## Entries from a pointing dataset
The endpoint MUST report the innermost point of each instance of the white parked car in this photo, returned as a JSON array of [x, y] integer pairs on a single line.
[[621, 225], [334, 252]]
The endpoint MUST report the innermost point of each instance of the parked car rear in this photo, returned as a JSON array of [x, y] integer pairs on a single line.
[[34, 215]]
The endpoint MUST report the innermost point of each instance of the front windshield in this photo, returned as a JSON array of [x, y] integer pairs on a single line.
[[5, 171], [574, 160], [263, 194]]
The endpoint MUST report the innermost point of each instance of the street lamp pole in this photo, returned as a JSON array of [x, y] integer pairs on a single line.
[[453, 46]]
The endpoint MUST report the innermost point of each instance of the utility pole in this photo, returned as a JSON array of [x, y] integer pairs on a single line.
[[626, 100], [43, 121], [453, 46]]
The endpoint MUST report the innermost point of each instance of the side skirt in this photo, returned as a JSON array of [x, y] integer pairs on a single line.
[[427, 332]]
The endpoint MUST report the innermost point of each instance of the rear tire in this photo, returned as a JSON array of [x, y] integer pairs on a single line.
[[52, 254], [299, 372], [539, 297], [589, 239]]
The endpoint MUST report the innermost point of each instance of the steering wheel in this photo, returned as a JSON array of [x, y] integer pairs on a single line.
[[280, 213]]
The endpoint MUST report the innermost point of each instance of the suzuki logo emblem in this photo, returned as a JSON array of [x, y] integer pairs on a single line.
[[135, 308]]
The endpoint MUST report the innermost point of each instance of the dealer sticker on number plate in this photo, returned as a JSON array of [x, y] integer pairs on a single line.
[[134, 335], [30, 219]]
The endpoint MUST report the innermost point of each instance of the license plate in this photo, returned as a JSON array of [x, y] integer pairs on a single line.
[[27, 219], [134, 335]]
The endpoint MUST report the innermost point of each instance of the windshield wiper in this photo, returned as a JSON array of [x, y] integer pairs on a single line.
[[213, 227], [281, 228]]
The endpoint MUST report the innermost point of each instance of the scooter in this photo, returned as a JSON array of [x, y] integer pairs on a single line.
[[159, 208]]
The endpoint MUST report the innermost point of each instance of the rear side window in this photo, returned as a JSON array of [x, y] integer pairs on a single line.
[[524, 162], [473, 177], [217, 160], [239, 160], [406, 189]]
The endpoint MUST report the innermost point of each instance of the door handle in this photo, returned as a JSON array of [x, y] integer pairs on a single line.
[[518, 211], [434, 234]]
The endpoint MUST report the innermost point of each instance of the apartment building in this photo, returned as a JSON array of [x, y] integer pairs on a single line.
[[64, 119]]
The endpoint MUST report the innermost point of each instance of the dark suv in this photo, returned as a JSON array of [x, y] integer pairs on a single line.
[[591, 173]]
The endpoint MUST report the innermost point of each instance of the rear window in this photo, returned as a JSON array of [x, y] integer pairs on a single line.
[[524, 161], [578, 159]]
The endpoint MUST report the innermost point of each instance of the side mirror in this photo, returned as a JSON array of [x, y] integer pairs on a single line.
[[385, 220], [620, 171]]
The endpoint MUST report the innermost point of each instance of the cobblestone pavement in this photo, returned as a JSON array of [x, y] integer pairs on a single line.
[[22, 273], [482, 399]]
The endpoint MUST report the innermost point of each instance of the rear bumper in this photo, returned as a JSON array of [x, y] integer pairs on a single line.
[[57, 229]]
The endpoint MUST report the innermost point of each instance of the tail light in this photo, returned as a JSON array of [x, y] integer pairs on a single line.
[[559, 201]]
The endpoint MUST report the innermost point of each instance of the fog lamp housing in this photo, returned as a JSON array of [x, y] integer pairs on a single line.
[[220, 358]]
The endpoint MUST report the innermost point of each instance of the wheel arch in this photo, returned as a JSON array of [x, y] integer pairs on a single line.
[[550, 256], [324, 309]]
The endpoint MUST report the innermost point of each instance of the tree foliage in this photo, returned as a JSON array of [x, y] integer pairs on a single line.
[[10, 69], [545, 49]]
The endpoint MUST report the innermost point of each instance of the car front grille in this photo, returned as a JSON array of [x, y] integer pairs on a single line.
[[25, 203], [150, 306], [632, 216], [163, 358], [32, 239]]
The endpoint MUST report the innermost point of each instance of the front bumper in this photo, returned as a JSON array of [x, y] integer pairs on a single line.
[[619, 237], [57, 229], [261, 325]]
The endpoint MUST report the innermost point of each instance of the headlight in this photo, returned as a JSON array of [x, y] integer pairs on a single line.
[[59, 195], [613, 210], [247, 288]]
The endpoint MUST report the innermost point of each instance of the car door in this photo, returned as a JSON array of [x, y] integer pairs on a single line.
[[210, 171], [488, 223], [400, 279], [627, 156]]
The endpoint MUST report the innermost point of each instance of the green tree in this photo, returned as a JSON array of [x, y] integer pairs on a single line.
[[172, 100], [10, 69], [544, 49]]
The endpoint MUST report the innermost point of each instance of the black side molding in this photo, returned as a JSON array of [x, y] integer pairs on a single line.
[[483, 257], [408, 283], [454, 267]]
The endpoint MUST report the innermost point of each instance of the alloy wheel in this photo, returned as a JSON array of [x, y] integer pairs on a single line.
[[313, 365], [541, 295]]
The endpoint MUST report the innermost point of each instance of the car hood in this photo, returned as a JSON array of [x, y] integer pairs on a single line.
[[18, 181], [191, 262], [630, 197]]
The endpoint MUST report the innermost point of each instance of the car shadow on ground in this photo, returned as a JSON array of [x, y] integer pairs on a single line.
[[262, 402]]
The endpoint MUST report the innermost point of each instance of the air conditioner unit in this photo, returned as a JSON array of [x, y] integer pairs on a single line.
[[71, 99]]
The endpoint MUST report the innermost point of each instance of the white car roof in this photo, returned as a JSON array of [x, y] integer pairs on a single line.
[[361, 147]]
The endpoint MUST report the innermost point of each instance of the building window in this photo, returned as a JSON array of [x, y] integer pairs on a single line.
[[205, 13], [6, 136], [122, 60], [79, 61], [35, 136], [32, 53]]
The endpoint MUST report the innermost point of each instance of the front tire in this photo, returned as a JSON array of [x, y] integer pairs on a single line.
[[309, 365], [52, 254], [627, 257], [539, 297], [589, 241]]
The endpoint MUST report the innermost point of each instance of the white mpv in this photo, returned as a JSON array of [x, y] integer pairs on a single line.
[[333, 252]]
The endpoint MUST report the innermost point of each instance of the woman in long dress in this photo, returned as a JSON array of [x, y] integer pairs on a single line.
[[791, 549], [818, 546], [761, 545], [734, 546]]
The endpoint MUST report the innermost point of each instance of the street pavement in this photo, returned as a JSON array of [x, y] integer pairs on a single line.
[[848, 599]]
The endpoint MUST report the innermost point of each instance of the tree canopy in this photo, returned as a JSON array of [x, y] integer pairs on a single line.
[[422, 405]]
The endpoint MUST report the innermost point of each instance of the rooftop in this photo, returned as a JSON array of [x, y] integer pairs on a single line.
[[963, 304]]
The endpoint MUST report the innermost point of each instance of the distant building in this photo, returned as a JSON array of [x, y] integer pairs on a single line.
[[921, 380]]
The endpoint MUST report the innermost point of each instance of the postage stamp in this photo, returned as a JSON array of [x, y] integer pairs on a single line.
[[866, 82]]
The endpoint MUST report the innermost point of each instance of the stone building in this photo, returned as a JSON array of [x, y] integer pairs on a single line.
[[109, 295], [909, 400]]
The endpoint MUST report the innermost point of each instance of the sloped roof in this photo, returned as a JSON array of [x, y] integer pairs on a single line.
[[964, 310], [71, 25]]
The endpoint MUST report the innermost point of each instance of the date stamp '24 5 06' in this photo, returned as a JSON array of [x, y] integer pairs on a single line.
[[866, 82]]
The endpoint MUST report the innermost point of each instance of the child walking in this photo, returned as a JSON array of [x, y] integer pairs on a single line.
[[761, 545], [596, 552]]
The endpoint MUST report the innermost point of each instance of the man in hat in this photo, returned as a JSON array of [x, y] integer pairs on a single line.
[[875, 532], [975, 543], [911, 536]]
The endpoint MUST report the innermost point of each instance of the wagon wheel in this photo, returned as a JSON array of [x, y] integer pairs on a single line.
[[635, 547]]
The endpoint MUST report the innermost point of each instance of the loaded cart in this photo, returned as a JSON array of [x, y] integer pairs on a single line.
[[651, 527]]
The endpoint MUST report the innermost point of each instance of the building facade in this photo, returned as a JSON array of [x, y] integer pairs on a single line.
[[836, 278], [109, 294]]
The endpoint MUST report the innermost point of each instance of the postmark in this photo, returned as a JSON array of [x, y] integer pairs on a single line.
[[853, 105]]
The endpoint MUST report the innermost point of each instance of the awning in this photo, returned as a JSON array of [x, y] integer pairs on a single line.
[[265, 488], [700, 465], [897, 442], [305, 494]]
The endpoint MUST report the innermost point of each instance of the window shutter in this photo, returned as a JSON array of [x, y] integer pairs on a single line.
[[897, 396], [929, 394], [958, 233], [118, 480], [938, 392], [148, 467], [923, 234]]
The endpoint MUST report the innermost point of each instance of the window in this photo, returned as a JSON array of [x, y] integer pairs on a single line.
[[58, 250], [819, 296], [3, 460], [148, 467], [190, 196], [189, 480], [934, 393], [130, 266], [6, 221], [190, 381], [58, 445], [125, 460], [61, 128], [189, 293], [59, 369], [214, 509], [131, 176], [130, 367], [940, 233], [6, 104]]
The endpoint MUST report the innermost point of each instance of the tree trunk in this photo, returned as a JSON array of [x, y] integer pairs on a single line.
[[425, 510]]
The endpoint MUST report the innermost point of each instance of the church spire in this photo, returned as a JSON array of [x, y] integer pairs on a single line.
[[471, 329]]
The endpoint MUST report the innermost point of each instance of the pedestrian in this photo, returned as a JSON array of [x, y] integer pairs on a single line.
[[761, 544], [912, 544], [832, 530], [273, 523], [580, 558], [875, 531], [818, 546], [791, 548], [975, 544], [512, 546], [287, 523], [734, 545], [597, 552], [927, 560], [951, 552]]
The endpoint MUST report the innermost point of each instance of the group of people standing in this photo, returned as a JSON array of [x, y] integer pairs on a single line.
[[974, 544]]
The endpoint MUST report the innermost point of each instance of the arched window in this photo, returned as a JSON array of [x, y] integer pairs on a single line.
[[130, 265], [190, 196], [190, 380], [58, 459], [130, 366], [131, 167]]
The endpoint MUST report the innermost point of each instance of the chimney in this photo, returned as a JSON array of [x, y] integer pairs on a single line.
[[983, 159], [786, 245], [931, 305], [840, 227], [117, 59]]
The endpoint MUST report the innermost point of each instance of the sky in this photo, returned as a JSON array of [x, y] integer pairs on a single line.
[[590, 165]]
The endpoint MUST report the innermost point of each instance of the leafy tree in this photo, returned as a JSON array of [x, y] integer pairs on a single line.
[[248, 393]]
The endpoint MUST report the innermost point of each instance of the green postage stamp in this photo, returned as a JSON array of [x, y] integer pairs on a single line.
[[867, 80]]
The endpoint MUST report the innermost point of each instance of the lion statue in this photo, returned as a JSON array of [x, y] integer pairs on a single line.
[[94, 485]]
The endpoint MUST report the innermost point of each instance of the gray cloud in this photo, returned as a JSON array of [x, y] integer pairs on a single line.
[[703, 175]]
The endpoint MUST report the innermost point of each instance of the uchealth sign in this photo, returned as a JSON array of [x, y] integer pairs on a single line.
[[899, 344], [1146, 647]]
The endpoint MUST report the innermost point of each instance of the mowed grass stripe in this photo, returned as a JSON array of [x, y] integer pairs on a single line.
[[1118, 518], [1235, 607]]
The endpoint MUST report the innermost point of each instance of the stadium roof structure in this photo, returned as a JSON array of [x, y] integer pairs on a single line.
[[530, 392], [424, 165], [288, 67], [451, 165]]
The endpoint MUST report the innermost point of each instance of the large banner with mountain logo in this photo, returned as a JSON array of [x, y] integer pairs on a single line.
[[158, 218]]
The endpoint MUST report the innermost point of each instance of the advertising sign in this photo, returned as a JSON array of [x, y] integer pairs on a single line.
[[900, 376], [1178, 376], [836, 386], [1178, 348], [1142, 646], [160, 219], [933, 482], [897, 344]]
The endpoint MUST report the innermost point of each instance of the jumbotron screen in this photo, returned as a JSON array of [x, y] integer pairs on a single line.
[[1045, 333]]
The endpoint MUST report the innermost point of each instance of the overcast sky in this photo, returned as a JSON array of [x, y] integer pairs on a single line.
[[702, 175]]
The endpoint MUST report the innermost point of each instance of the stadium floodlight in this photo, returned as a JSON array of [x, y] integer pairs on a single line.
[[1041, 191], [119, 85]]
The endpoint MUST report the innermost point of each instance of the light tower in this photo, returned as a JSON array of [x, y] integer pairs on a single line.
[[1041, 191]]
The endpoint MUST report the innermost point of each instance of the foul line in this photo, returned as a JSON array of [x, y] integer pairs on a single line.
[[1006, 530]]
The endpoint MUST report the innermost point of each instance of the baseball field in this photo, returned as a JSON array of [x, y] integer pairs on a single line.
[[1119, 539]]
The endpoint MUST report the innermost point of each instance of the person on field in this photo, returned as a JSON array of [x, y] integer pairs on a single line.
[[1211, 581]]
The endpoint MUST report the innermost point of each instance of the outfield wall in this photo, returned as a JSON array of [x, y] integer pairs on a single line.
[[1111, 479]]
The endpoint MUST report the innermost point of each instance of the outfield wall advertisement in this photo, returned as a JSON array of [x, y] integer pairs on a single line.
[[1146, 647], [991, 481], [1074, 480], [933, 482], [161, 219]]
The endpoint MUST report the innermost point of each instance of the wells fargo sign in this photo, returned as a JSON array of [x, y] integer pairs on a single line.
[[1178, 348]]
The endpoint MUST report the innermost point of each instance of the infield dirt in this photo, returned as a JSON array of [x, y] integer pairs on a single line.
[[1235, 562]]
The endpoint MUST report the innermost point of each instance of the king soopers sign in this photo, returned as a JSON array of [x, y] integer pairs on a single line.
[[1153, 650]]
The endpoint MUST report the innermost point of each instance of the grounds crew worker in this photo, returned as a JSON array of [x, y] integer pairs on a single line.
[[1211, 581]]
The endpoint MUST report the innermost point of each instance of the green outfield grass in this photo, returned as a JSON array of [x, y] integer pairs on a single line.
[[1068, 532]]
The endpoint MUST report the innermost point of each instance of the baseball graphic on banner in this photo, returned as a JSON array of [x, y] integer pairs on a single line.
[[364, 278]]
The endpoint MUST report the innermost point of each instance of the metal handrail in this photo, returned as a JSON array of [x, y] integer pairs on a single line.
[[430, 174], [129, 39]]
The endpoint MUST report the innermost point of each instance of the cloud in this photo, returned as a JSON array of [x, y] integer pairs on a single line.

## Written problem
Please copy out the records verbatim, starting at the line that contains "of the overcast" and stopping after the line that contains "[[1041, 191]]".

## Task response
The endpoint MUST report the innermost point of each instance of the overcast sky in this photo, returned as a JSON array of [x, y] integer pairs on a single line.
[[702, 175]]
The endpoint MUST report the innermost point of each instance of the stadium floodlight in this photo, returned as a JSON array of [x, y] integer pairs on a single line.
[[1041, 191], [119, 85]]
The endpoint MUST report the innermost point of each instance of the light tower in this photo, returned as a JSON array of [x, y] integer pairs on a single line.
[[1041, 191]]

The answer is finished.